Instructions for the task » Reproduce all of the entries character for character, while leaving out any pictures they contain.

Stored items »

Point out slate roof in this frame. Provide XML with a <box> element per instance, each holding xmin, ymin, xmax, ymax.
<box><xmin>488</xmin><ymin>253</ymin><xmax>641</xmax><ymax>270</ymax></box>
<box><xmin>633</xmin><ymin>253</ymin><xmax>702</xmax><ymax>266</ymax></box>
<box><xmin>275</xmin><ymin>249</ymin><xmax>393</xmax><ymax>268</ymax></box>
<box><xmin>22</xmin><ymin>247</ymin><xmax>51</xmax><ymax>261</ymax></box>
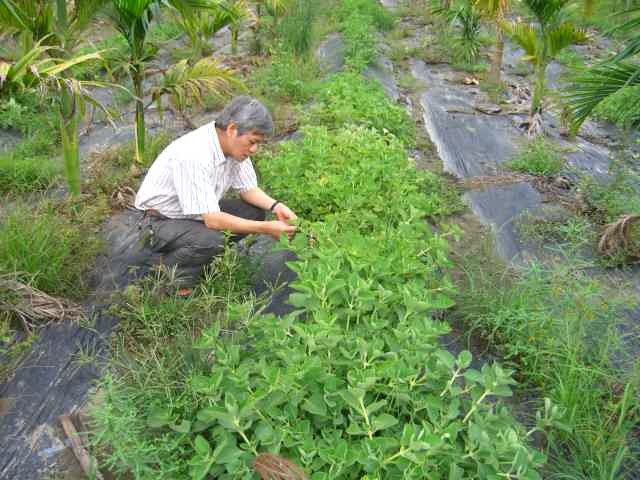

Written answer »
Point out slate roof in this frame. Provide XML with a <box> element per instance, each holding xmin, ymin, xmax, ymax.
<box><xmin>488</xmin><ymin>253</ymin><xmax>641</xmax><ymax>270</ymax></box>
<box><xmin>633</xmin><ymin>253</ymin><xmax>702</xmax><ymax>266</ymax></box>
<box><xmin>275</xmin><ymin>249</ymin><xmax>393</xmax><ymax>268</ymax></box>
<box><xmin>22</xmin><ymin>247</ymin><xmax>51</xmax><ymax>261</ymax></box>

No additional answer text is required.